A favela, que ainda hoje lida com inúmeras dificuldades de infraestrutura, quase foi desocupada por ser acusada de provocar danos ao meio ambiente. "Estamos localizados numa área preservação ambiental, sabemos disso e temos consciência da nossa responsabilidade. Mas nós não sujamos esse lugar, pelo contrário, limpamos!"
A história de Vila Nova Esperança é antiga. O terreno era parte de uma fazenda. Na década de 1960, a proprietária o transformou em pequenas glebas que viraram moradia de famílias. O bairro foi crescendo mas ficou esquecido pelo poder público mesmo com a urbanização chegando nos arredores.
Primeiro, foram levados à região conjuntos habitacionais populares. Em meados de 1970 e 80, a política municipal para lidar com o déficit de moradia era criar aglomerados urbanos o mais distante possível do centro da cidade. Depois, já nas mãos de construtoras privadas, a região passou a ser alvo de condomínios de classe média com muros altos para os que queriam conciliar a vida no campo perto da metrópole. Em três lugares diferentes da área de proteção ambiental, sugiram lixões, a maioria eram aterros ilegais de detritos de construção civil.
Dona Lia conta que mesmo com todo esse movimento urbano no entorno, a comunidade de Vila Nova Esperança permaneceu ignorada. Água encanada, por exemplo, só chegou em 2005. Luz? Só em 2014… A favela foi alvo de despejo em 2011, quando o ônus por toda a poluição e devastação da mata recaiu sob os moradores. "A polícia veio aqui retirar todas as famílias mas fomos buscar nossos direitos e o juiz decidiu que temos direito de estar aqui."

..........

- **Ações a realizar**:
a. Copie do texto sobre Vila Nova Esperança a passagem que começa em "Primeiro, foram levados" e segue até "de construção civil.".
b. Liste, na ordem em que aparecem, todos os anos escritos com quatro algarismos no texto sobre Vila Nova Esperança.
c. Retome o texto sobre Vila Nova Esperança depois da última frase e continue a escrevê-lo.

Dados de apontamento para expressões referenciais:
..........

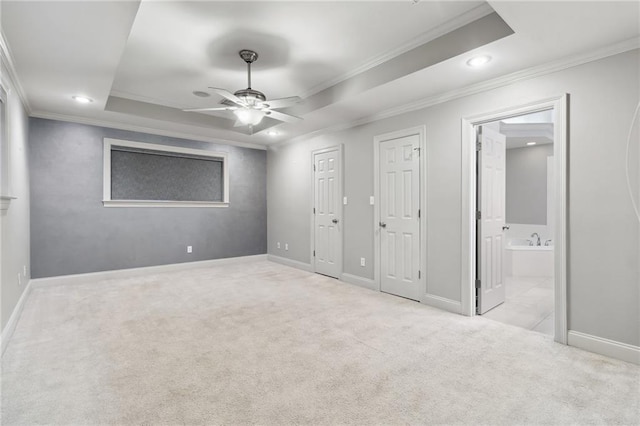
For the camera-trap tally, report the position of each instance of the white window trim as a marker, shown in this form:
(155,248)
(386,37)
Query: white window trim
(106,191)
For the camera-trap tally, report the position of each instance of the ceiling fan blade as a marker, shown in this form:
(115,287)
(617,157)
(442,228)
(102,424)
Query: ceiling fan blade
(282,102)
(226,94)
(287,118)
(211,109)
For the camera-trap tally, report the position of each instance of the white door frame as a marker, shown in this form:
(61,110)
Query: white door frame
(559,104)
(340,208)
(421,132)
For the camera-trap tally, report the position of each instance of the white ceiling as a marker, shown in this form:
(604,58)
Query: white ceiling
(141,61)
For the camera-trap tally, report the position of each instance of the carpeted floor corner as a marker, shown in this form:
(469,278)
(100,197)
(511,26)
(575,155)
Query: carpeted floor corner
(262,343)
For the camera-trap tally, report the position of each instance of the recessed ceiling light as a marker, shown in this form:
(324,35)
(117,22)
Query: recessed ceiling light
(82,99)
(478,61)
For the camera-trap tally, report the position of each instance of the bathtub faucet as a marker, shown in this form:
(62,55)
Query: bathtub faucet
(538,238)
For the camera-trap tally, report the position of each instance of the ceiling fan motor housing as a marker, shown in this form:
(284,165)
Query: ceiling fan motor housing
(249,96)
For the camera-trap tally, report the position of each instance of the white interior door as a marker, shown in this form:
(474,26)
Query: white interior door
(327,208)
(491,202)
(399,217)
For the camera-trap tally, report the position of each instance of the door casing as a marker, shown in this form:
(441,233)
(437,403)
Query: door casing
(559,105)
(340,259)
(421,132)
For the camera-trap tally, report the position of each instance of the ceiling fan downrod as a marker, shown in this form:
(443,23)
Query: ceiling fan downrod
(249,56)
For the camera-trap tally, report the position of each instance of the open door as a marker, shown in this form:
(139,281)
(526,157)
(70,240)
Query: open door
(490,285)
(327,208)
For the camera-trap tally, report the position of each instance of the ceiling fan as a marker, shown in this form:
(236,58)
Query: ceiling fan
(251,106)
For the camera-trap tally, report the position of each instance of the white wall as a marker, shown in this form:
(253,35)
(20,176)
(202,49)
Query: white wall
(14,227)
(603,290)
(526,184)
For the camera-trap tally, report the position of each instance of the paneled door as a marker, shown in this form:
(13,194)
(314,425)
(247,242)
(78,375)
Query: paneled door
(399,225)
(490,232)
(327,211)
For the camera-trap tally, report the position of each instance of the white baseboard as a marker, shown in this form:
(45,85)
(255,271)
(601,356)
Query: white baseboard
(289,262)
(359,281)
(13,319)
(135,272)
(602,346)
(442,303)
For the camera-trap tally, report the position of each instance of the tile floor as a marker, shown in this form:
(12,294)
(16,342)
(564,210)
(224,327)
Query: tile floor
(528,304)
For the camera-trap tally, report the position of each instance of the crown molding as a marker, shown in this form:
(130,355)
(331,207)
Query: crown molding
(451,25)
(143,129)
(526,74)
(7,59)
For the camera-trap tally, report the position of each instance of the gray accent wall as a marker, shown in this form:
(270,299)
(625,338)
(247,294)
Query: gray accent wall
(526,184)
(603,243)
(14,222)
(72,233)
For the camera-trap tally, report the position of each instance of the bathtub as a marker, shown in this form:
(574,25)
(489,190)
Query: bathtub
(524,260)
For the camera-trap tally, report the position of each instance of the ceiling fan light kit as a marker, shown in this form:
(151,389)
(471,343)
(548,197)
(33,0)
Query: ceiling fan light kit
(250,106)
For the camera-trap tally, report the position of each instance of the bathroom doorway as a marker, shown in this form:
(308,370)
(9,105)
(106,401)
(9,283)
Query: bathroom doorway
(515,228)
(484,251)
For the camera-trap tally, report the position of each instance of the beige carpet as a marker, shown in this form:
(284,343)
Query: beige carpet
(261,343)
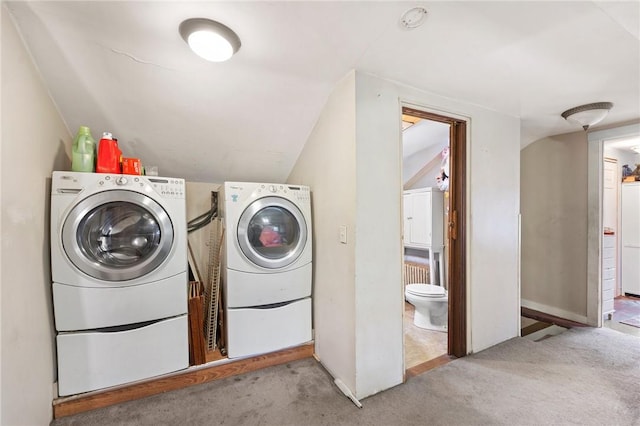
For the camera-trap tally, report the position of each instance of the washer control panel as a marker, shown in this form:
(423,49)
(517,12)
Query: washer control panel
(168,187)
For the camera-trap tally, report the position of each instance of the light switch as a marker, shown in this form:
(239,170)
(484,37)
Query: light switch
(343,234)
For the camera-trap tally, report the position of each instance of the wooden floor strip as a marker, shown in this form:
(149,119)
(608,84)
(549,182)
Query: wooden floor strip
(192,376)
(551,319)
(536,326)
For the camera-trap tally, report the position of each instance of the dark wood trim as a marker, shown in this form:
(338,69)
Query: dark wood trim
(458,240)
(428,365)
(457,235)
(536,326)
(551,319)
(193,376)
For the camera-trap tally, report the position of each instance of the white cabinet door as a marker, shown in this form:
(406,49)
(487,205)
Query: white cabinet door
(423,218)
(420,227)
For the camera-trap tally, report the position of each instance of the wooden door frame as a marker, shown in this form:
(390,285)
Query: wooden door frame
(457,235)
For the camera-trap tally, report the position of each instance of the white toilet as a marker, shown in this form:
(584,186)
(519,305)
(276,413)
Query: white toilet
(431,303)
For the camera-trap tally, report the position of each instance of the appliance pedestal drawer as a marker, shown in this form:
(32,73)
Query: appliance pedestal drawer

..........

- **Tarefas resolvidas**:
a.
Primeiro, foram levados à região conjuntos habitacionais populares. Em meados de 1970 e 80, a política municipal para lidar com o déficit de moradia era criar aglomerados urbanos o mais distante possível do centro da cidade. Depois, já nas mãos de construtoras privadas, a região passou a ser alvo de condomínios de classe média com muros altos para os que queriam conciliar a vida no campo perto da metrópole. Em três lugares diferentes da área de proteção ambiental, sugiram lixões, a maioria eram aterros ilegais de detritos de construção civil.

b. 1960, 1970, 2005, 2014, 2011

c.
Foi então que a líder comunitária pediu autorização para usar um terreno público ao lado da comunidade, que era um lixão. Dali nasceu a horta orgânica comunitária e até uma moeda local, a esperança, que passou a remunerar com legumes e verduras os trabalhadores que cuidavam do plantio. Construída em 2013, a horta ganhou um prêmio Câmara Municipal da Prefeitura de São Paulo.
A construção da biblioteca foi em 2016. "Como a nossa horta tem muitas plantas medicinais que podem evitar idas ao médico, então pensei que seria bom para todo mundo encontrar livros que explicassem como usar as ervas", explica Lia. E assim a construção começou com barro, madeira reciclada e garrafas de vidro.
A necessidade de cozinhar o excedente de produtos da horta, por sua vez, trouxe no ano seguinte a mobilização pela cozinha comunitária que oferece refeições. "O escoamento de resíduos vai direto para uma fossa de bananeira", orgulha-se Lia. Tecnicamente conhecida como canteiro bio-séptico, a fossa trata a água com o uso de comunidades de bactérias que ficam aprisionadas numa caixa impermeável. É necessário plantar árvores que gostem de muita água, como bananeiras, para tornar sistema de tratamento auto-regulável.
No ano passado, o sucesso da cozinha impulsionou a construção de áreas de convivência, com mesas e espaços para aulas e cursos. Entre eles, claro, os de bioconstrução. "Aprendo muito com a natureza. No meio ambiente tudo foi feito para todo mundo andar junto, cada um respeitando a posição do outro e fazendo o planeta girar", acredita Lia.